Locate the line containing "phrase -- orange tile roof" in the data below. Reproduce it and every following line up to the end, exactly as given.

* BEGIN Input *

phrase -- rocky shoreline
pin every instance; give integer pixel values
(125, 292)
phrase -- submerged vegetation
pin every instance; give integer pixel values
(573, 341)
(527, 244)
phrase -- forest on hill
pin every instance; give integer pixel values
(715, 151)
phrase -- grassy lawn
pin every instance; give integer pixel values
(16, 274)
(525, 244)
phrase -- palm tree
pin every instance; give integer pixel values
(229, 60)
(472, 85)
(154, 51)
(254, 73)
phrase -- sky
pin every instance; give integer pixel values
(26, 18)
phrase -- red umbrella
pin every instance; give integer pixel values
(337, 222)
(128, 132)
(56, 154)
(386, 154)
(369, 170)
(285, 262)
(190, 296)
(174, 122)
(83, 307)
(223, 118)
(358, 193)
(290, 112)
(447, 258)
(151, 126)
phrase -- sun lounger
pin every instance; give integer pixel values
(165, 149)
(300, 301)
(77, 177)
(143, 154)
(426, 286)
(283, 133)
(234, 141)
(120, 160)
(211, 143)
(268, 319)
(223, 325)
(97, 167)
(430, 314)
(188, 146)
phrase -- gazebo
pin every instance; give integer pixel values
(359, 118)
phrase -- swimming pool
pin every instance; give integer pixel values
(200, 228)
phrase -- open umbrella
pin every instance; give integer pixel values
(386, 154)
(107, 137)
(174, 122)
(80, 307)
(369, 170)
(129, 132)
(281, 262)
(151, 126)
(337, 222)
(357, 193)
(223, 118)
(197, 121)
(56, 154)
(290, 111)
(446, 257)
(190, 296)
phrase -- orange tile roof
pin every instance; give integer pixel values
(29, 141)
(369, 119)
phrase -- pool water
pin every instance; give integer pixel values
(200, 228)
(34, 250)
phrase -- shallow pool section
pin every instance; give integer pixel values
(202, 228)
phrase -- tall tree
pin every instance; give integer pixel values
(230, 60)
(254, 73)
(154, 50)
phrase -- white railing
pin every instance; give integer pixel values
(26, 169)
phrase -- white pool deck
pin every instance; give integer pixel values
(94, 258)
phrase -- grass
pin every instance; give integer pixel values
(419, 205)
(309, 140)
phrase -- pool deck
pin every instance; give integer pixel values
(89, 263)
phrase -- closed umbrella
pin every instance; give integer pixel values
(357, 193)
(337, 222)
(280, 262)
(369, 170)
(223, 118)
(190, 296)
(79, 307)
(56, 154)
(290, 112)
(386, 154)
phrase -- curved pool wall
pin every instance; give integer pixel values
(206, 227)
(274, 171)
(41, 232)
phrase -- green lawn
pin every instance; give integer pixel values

* END Input *

◆ Expected answer ◆
phrase -- orange tile roof
pin every instance; give integer pixel values
(29, 141)
(369, 119)
phrase -- pool water
pin every instance; give integer pixel values
(200, 228)
(34, 250)
phrase -- shallow pool section
pin every instance; give integer pixel values
(202, 228)
phrase -- tall tree
pin every instance; give integer pixel values
(230, 60)
(254, 73)
(154, 50)
phrase -- white railing
pin every instance; give integer pixel values
(26, 169)
phrase -- white pool deck
pin every instance; give integer pixel values
(94, 258)
phrase -- grass
pin every instance; give integer pixel values
(419, 205)
(309, 140)
phrase -- pool deck
pin every instance; give integer pixel values
(89, 263)
phrase -- closed umbrella
pin every instance; give integer pixel values
(357, 193)
(337, 222)
(280, 262)
(369, 170)
(223, 118)
(190, 296)
(79, 307)
(56, 154)
(290, 112)
(386, 154)
phrase -- curved pool wall
pin every instance; give integer pixel values
(206, 227)
(274, 171)
(41, 232)
phrase -- green lawn
pin every instance; give integer pixel values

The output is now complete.